* _ASSIGNMENT_
Go over the data and copy out each line with "snow" in it.

* _SOURCE INFORMATION_
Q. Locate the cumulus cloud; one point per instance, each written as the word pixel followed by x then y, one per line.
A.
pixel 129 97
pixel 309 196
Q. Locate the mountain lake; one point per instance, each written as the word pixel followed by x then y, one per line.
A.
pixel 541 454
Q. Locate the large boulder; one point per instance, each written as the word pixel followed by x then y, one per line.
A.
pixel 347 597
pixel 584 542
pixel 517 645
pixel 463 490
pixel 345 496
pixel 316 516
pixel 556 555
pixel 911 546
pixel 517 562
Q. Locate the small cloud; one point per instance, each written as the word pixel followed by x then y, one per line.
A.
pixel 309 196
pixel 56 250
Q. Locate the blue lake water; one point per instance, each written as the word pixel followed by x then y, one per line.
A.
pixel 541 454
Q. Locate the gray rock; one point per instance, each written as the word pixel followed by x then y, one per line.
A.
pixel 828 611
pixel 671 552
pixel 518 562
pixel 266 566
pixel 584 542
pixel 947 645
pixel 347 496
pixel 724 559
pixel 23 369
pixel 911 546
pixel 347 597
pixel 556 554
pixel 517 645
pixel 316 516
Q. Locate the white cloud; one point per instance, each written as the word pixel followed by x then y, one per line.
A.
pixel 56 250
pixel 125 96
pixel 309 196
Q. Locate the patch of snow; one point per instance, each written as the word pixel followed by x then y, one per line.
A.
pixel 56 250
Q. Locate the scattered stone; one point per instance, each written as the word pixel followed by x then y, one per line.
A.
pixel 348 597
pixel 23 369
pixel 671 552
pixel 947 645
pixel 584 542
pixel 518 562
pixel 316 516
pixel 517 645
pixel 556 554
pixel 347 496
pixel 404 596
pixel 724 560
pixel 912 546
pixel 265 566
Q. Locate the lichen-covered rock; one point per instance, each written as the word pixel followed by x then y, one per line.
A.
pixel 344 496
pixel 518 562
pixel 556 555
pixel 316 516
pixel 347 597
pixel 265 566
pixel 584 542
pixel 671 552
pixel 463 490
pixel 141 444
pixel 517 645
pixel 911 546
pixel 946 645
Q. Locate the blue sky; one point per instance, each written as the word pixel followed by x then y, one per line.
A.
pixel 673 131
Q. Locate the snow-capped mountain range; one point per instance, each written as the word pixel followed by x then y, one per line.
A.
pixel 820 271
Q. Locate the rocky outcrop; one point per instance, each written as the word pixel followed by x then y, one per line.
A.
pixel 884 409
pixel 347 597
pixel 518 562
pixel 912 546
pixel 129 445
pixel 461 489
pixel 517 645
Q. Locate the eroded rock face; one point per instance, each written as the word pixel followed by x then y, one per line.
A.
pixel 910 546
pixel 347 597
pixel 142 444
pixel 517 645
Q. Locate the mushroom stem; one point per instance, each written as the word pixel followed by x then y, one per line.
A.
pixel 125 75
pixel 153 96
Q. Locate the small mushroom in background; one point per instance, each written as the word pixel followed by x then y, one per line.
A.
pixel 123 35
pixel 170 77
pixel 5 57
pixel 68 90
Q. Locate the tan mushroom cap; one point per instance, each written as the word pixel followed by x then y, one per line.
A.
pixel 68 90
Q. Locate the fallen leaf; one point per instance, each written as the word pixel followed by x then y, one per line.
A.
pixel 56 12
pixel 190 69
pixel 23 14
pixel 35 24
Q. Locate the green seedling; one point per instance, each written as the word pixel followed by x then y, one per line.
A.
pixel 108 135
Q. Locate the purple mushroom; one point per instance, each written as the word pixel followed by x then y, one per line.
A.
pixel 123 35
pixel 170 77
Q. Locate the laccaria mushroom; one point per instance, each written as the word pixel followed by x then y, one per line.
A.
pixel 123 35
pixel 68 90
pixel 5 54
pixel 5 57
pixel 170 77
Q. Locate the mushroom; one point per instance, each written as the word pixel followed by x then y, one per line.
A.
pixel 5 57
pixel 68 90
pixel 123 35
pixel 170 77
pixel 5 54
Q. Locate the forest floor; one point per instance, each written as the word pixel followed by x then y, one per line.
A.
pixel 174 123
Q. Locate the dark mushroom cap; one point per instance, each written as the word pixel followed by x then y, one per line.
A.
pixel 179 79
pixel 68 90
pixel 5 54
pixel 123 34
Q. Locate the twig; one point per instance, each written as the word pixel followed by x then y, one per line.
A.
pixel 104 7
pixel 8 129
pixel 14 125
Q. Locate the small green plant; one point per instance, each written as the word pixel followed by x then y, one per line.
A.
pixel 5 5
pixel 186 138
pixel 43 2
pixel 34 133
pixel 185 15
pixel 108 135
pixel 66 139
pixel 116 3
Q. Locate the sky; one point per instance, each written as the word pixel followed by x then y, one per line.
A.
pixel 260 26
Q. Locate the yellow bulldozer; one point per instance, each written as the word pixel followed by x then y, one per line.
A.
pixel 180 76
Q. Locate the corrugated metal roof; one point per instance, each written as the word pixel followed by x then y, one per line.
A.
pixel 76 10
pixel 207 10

* _ANSWER BELOW_
Q. Locate the patch of snow; one point per instance, each written as the word pixel followed by x then y, one per line.
Q. Locate the snow-capped mountain range; one point per instance, each written as the word pixel followed by x then y, one per line.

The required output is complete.